* begin SELECTED EXTRACT *

I have tried other methods too. I was looking through some old photos the other day in order to provide some photos of me in my younger days to a magazine that is doing an article about me. I was looking at one photo and I was on a motorcycle. It was taken some twenty years ago. I happened to notice a large rubber band on my wrist, and I actually broke out laughing when I saw it. Back in those days I utilized the rubber band as a form of corporal punishment to myself. If I slipped up and cussed, I would snap myself very hard on the wrist with the rubber band. Sometimes if I was particularly naughty and uttered an oath that would blister the bark off a tree, I would snap it exceedingly hard and it would actually bring tears to my eyes as a big red welt formed on my wrist. Alas this method failed also and eventually I quit wearing one.

This malady has been plaguing me for a long time. Hmmm In my life I have been successful in defeating drug addiction, alcoholism, smoking cigarettes, and other serious problems “cold turkey”. Could it be that I must enter “profanity-rehab” for this addiction instead of conquering it on my own? When I do the self-improvement portion of my annual goals each year, this problem is always right there near the top of the list. Generally I am successful in achieving all of my goals but this one has proven to be a toughie.

* end SELECTED EXTRACT *
* begin SUPPLIED ENTRIES *

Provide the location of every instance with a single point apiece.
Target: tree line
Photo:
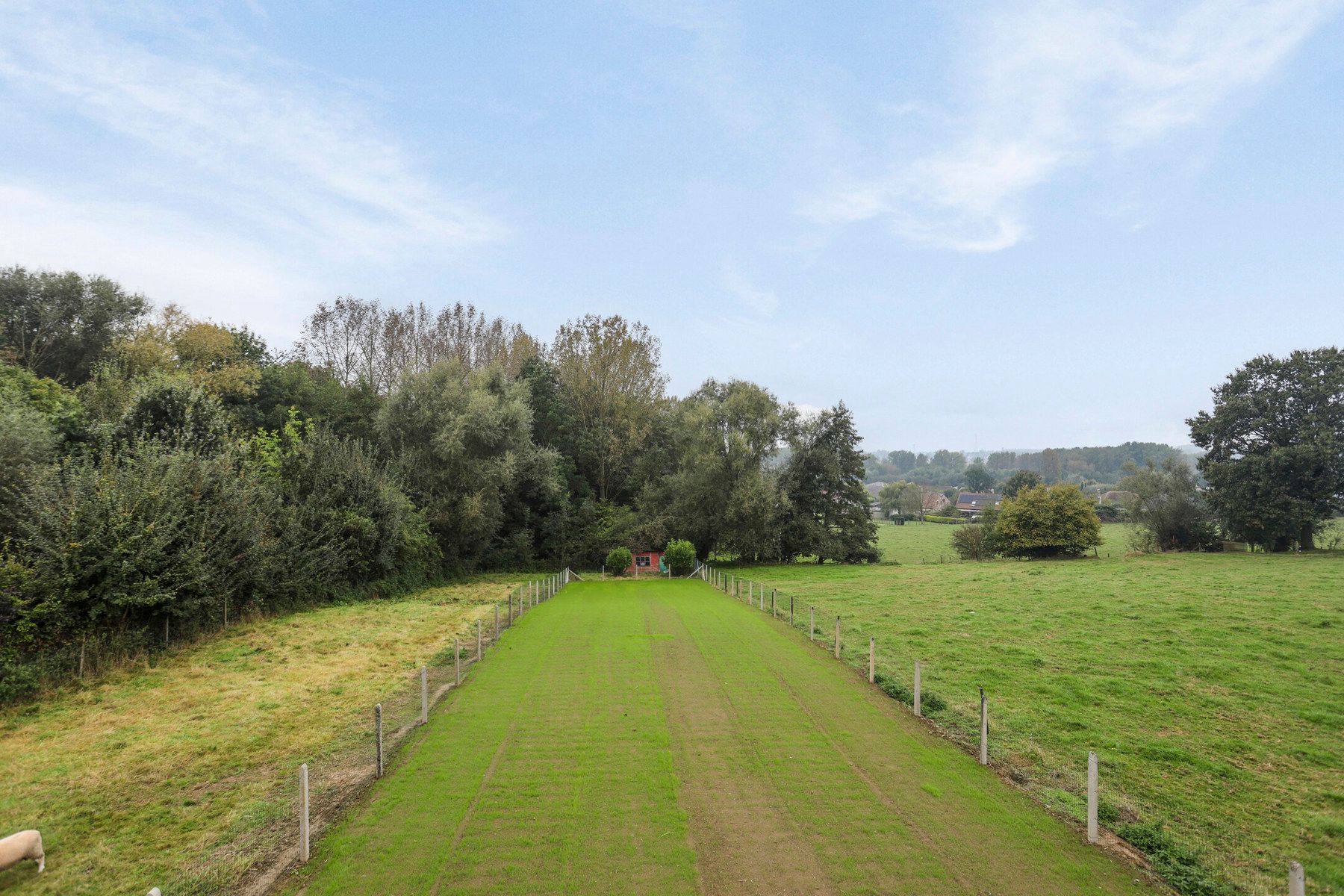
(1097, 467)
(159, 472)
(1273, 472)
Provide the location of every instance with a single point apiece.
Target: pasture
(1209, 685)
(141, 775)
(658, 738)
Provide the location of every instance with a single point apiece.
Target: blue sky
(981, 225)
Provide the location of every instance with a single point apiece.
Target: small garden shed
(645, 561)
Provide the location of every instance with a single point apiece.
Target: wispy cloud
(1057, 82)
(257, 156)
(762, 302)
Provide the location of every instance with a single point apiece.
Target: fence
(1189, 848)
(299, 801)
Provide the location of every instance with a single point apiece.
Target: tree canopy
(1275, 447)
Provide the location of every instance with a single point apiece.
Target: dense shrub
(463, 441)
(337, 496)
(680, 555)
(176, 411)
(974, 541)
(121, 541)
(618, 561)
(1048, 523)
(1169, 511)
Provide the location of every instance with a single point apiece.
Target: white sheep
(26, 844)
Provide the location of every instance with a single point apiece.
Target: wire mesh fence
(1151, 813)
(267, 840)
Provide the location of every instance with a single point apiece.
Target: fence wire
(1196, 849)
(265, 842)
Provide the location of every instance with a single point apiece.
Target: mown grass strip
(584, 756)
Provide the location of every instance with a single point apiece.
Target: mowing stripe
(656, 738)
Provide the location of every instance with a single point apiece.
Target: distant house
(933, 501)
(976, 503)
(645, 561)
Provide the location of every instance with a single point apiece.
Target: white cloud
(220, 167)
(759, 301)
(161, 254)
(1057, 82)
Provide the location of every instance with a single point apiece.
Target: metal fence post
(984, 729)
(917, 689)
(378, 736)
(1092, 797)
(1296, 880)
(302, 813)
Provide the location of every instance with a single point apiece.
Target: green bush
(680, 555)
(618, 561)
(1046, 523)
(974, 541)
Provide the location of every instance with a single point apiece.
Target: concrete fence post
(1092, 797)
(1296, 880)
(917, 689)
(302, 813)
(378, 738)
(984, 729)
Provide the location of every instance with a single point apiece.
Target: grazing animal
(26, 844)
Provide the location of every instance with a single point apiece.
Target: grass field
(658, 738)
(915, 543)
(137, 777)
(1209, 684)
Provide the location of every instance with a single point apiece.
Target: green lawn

* end SUPPLIED ENTRIES *

■ YOUR GOAL
Continue the essay about trying to quit swearing, starting after its last sentence.

■ RESPONSE TO THE EXERCISE
I watched an interview with the comedian Eddie Murphy one time and there were so many bleeps in the conversation that one could hardly follow the conversation. I think it was Barbara Walters that was interviewing him and she asked him about it. He told her that was how people talked where he was raised and laughed it off. All I can say is that they don’t think much of their mothers in that neighborhood.

I am renewing my effort to stop cussing and am undertaking a far more serious approach this time as it is affecting my Christian witness and that is exceedingly important to me. I have an inordinate amount of friends who are not Christians and some of them look to me as the only Christian that they know. What kind of example do I set, if I cuss like a sailor? Is that what being a Christian is all about? It really harms my Christian witness to them I tell you. Actually the Bible describes how this must appear to those around me who have refused to accept Christ as their Savior far more eloquently than I ever could.

Proverbs 25:26
A righteous man who falters
before the wicked
Is like a murky spring and a
polluted well.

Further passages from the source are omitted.